Reproduce every line of the items below, substituting "with one point" for each occurrence of "with a single point" and leaving all other text unchanged.

Position annotation records
** start **
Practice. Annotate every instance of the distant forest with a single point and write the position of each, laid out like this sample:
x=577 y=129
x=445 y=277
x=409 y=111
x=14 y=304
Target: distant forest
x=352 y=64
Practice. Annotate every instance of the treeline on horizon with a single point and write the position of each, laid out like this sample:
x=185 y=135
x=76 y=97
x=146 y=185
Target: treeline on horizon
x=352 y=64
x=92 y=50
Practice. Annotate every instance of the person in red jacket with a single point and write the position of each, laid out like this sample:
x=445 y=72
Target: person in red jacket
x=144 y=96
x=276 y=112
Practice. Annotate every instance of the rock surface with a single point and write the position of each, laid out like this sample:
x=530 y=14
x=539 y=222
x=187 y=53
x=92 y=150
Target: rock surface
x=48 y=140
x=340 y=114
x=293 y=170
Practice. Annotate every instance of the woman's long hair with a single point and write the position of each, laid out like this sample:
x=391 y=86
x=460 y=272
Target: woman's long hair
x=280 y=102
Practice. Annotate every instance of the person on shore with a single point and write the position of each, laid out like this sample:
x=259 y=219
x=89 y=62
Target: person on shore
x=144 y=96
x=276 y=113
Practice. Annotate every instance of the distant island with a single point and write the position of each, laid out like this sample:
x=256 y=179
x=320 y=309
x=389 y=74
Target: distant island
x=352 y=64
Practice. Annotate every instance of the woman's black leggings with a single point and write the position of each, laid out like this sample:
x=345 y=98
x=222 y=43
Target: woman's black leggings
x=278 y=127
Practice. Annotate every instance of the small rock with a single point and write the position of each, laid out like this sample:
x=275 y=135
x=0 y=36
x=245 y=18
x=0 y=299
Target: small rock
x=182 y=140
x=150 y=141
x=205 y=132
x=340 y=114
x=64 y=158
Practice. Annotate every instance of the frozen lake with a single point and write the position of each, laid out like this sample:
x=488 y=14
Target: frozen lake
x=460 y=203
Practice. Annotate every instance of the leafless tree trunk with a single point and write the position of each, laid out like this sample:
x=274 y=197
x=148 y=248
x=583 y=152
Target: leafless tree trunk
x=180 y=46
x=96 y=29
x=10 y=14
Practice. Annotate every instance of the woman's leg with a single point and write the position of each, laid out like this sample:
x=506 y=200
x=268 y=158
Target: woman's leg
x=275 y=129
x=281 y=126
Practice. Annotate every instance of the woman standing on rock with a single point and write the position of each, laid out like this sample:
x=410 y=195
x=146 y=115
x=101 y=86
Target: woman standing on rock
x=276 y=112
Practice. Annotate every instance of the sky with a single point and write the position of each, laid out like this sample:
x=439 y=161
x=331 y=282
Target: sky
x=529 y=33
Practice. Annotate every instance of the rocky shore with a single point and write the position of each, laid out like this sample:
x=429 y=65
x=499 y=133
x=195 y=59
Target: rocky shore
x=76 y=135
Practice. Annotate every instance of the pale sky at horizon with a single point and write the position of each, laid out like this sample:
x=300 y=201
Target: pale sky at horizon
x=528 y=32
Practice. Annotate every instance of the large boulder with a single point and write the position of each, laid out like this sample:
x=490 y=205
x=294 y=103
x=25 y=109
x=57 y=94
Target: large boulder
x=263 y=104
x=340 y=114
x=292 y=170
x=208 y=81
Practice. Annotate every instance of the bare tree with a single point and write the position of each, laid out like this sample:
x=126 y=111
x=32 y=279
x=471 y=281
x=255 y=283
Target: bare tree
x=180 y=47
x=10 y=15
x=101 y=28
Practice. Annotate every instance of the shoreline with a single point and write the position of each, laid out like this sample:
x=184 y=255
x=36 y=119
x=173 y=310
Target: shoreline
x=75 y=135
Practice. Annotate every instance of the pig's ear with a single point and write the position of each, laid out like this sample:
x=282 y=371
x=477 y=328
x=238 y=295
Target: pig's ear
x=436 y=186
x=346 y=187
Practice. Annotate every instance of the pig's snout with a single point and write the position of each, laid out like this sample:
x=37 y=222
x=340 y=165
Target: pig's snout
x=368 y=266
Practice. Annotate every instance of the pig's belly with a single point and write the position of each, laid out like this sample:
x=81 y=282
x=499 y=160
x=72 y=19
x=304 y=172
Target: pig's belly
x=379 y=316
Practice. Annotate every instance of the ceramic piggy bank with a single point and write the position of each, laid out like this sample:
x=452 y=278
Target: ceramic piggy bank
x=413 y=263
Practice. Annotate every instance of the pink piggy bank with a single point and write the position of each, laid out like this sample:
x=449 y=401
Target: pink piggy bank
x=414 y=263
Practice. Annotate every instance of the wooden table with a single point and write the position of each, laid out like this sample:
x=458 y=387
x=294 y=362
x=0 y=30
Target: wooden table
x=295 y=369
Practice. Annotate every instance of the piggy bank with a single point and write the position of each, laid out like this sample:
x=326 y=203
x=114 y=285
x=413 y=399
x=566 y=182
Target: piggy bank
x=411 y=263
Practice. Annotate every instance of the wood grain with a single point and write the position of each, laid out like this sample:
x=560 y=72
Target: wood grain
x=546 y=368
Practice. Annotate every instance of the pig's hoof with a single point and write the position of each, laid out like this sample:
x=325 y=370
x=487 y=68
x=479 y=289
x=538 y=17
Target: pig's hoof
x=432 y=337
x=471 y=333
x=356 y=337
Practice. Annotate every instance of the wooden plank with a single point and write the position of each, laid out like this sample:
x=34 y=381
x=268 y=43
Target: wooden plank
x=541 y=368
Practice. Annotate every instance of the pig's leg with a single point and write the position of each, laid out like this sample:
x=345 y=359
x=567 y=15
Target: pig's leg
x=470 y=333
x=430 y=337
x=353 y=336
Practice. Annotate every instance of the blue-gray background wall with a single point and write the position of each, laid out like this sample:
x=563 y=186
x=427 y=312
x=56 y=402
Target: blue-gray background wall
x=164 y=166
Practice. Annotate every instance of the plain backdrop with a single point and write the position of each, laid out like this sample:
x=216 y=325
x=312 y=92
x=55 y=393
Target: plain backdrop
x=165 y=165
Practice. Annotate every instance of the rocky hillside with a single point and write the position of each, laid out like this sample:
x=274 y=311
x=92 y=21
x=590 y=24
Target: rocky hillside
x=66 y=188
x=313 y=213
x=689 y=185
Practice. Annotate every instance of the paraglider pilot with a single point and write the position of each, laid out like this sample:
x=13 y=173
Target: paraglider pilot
** end **
COMPLETE RESPONSE.
Practice. Annotate every instance of the distant forest with one point and write the position of each, laid out like this sample:
x=577 y=129
x=445 y=277
x=409 y=111
x=14 y=304
Target: distant forest
x=352 y=64
Practice. Annotate every instance of the treeline on horizon with one point and write the position of each, laid out like this sample:
x=185 y=135
x=76 y=97
x=146 y=185
Target: treeline on horizon
x=352 y=64
x=92 y=50
Practice. Annotate every instance of the person in red jacket with one point and write the position of each, laid out like this sample:
x=445 y=72
Target: person in red jacket
x=144 y=96
x=276 y=112
Practice. Annotate every instance of the rock surface with one point and write the position of each, laid out like this sample:
x=530 y=14
x=539 y=222
x=187 y=53
x=92 y=150
Target: rock surface
x=48 y=140
x=340 y=114
x=293 y=170
Practice. Annotate every instance of the woman's long hair with one point and write the position of each, laid out like this sample:
x=391 y=86
x=460 y=272
Target: woman's long hair
x=280 y=102
Practice. Annotate every instance of the person on shore with one point and write the position of each, laid out like this sample:
x=259 y=219
x=89 y=62
Target: person on shore
x=144 y=96
x=276 y=113
Practice. Annotate every instance of the distant island with one point and write the position of each, laid out like this sample:
x=256 y=179
x=320 y=309
x=389 y=74
Target: distant island
x=352 y=64
Practice. Annotate every instance of the woman's black leggings with one point and write the position of each, laid out like this sample:
x=345 y=98
x=222 y=43
Target: woman's black leggings
x=278 y=127
Practice. Annotate every instance of the small rock with one point and write the position of each, laid out like this sample:
x=275 y=135
x=0 y=36
x=245 y=18
x=0 y=299
Target: small rock
x=182 y=140
x=150 y=141
x=205 y=132
x=340 y=114
x=64 y=158
Practice. Annotate every instance of the frozen lake with one point and write the position of each, laid out like this sample:
x=488 y=14
Target: frozen lake
x=460 y=203
Practice. Annotate every instance of the leafless tree trunk with one point and write the position of each, laid out like this sample:
x=274 y=197
x=148 y=248
x=583 y=152
Target: leafless tree trunk
x=180 y=46
x=96 y=29
x=10 y=14
Practice. Annotate every instance of the woman's leg with one point and write the position of each, laid out like this sample:
x=506 y=200
x=268 y=158
Target: woman's leg
x=275 y=129
x=281 y=126
Practice. Annotate every instance of the woman standing on rock with one point and write the position of each, laid out like this sample:
x=410 y=195
x=146 y=115
x=101 y=86
Target: woman standing on rock
x=276 y=112
Practice. Annotate every instance of the sky with one point and write the position of each, laid out like this sample:
x=439 y=161
x=331 y=282
Target: sky
x=529 y=33
Practice. Annotate every instance of the rocky shore with one point and write the position of each, laid out like this sample:
x=429 y=65
x=499 y=133
x=195 y=59
Target: rocky shore
x=76 y=135
Practice. Annotate every instance of the pale sky at horizon with one point and write the position of each, laid out like this sample:
x=300 y=201
Target: pale sky at horizon
x=528 y=32
Practice. Annotate every instance of the large boulder with one point and write the position of each, laid out like this sample:
x=490 y=205
x=294 y=103
x=25 y=109
x=57 y=94
Target: large boulder
x=263 y=104
x=340 y=114
x=292 y=170
x=208 y=81
Practice. Annotate every instance of the bare tree with one point and write the position of each, laid out like this sample:
x=126 y=111
x=32 y=279
x=471 y=281
x=255 y=283
Target: bare tree
x=180 y=47
x=10 y=15
x=101 y=28
Practice. Annotate every instance of the shoreline with one point and write the position of each, laid out like this sample:
x=184 y=255
x=36 y=119
x=173 y=310
Target: shoreline
x=75 y=135
Practice. Annotate every instance of the pig's ear with one point and write the position of each, laid out like this sample:
x=282 y=371
x=477 y=328
x=238 y=295
Target: pig's ear
x=436 y=186
x=346 y=187
Practice. Annotate every instance of the pig's snout with one point and write the position of each, laid out like this sample:
x=37 y=222
x=340 y=165
Target: pig's snout
x=368 y=266
Practice. Annotate every instance of the pig's belly with one point and write the position of each, laid out like this sample:
x=81 y=282
x=499 y=160
x=72 y=19
x=304 y=172
Target: pig's belly
x=379 y=316
Practice. Annotate every instance of the ceramic piggy bank with one point and write the position of each, laid out like this sample:
x=452 y=278
Target: ceramic piggy bank
x=413 y=263
Practice. Annotate every instance of the pink piggy bank with one point and write the position of each, laid out like this sample:
x=449 y=401
Target: pink piggy bank
x=414 y=263
Practice. Annotate every instance of the wooden table with one point and write the position of each, laid out like this sample:
x=458 y=387
x=294 y=362
x=0 y=30
Target: wooden table
x=295 y=369
Practice. Annotate every instance of the piggy bank with one point and write the position of each, laid out like this sample:
x=326 y=203
x=114 y=285
x=413 y=399
x=566 y=182
Target: piggy bank
x=411 y=263
Practice. Annotate every instance of the wood grain with one point and write the position of each, laid out like this sample:
x=560 y=72
Target: wood grain
x=546 y=368
Practice. Annotate every instance of the pig's hoof with one point and write the position of each, laid out like this sample:
x=325 y=370
x=487 y=68
x=479 y=289
x=538 y=17
Target: pig's hoof
x=432 y=337
x=471 y=333
x=356 y=337
Practice. Annotate every instance of the wooden plank with one point and write the position of each, laid out like this sample:
x=34 y=381
x=268 y=43
Target: wooden plank
x=541 y=368
Practice. Annotate every instance of the pig's leg with one point and write the position of each, laid out like this sample:
x=345 y=359
x=567 y=15
Target: pig's leg
x=470 y=333
x=430 y=337
x=353 y=336
Practice. Annotate every instance of the blue-gray background wall with one point and write the position of each, laid out like this sample:
x=563 y=186
x=427 y=312
x=56 y=402
Target: blue-gray background wall
x=164 y=166
Practice. Annotate every instance of the plain backdrop with one point and write the position of each, laid out like this sample:
x=216 y=325
x=312 y=92
x=55 y=393
Target: plain backdrop
x=165 y=165
Practice. Annotate every instance of the rocky hillside with one point and write the position of each, laid out like this sample:
x=274 y=311
x=92 y=21
x=590 y=24
Target: rocky hillside
x=66 y=188
x=313 y=213
x=689 y=185
Practice. Annotate every instance of the paraglider pilot with one point and write the position of each, laid out like this sample:
x=13 y=173
Target: paraglider pilot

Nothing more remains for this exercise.